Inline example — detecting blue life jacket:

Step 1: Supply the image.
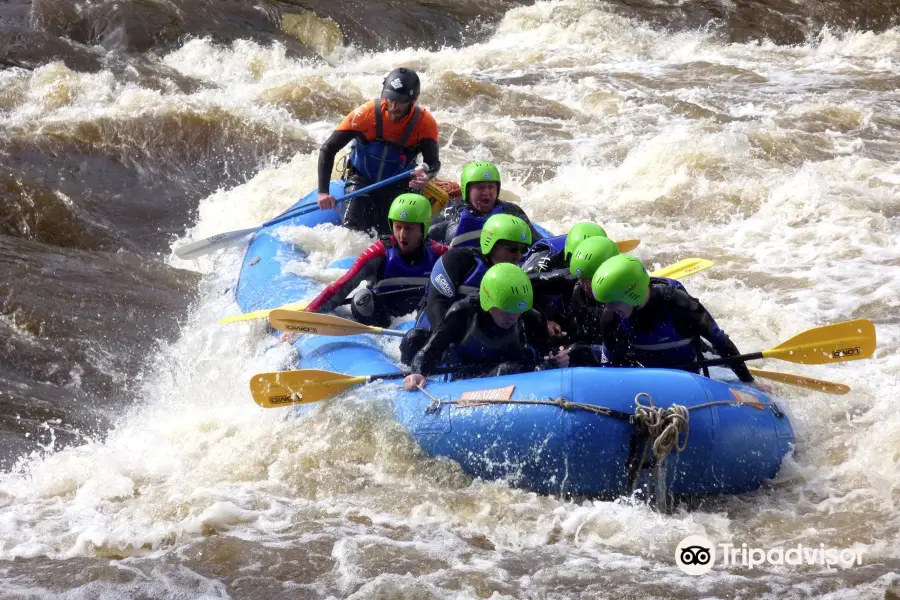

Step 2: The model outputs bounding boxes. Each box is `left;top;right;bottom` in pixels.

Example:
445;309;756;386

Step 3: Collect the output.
371;238;438;314
416;255;488;329
450;200;503;248
349;98;421;184
428;255;488;302
446;309;529;365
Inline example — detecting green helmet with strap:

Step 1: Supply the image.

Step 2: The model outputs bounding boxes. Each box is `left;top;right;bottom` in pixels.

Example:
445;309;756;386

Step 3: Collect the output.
480;263;534;314
388;194;431;234
591;254;650;306
563;221;608;262
459;162;500;202
569;235;619;279
481;213;531;256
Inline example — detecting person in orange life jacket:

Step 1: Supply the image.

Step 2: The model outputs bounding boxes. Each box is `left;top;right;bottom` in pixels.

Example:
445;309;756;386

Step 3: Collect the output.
400;214;531;364
403;263;569;391
591;254;771;391
318;68;441;235
306;194;449;327
428;162;542;248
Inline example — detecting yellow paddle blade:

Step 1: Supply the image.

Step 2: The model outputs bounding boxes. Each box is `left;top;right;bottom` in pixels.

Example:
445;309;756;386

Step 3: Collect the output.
762;319;875;365
616;240;641;253
219;300;309;323
750;369;850;396
250;369;367;408
424;181;450;216
650;258;715;279
269;310;403;336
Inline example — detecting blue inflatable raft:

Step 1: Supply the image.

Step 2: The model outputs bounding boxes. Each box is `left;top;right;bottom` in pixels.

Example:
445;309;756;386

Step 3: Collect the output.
235;182;794;497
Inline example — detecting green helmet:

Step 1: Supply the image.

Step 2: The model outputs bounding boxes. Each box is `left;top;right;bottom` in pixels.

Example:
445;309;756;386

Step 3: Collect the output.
563;221;607;262
459;162;500;202
388;194;431;233
591;254;650;306
481;213;531;256
480;263;534;314
569;235;619;279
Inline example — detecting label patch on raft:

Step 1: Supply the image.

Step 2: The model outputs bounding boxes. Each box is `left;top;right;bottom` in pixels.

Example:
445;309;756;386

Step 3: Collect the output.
456;385;516;408
728;388;766;410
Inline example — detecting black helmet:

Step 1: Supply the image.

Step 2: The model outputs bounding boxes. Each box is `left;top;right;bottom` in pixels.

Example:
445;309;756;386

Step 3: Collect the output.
381;67;422;102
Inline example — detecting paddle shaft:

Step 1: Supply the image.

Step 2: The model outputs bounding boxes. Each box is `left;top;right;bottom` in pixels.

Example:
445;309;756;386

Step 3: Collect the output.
174;169;415;260
341;285;425;304
673;352;765;369
260;169;415;229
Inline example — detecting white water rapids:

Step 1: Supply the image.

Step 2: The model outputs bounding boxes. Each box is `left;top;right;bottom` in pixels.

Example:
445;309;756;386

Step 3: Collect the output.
0;0;900;599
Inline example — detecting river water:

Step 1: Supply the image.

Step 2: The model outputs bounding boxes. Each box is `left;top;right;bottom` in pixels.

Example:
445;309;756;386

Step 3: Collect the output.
0;0;900;599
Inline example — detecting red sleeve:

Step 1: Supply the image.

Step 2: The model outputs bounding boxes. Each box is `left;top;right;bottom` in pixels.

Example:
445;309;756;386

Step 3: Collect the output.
431;240;450;256
306;240;387;312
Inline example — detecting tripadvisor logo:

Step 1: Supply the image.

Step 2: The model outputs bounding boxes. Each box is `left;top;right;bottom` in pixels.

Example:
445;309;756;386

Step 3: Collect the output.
675;535;862;575
675;535;716;575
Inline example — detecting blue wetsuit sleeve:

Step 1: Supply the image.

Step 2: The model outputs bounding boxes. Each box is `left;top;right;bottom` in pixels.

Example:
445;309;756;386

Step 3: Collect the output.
410;299;472;375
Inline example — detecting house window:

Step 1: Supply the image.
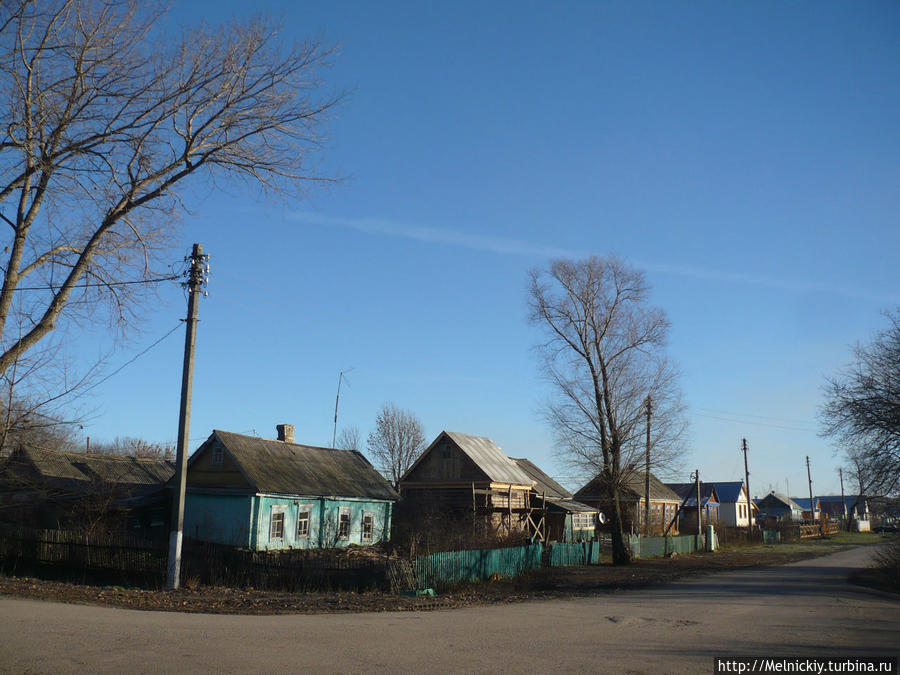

REQUIREMENTS ::
Give the number of lines in the records that contain the string "blue", counting only matches in the same case, and reply with that number alone.

RESPONSE TO THIS TASK ::
3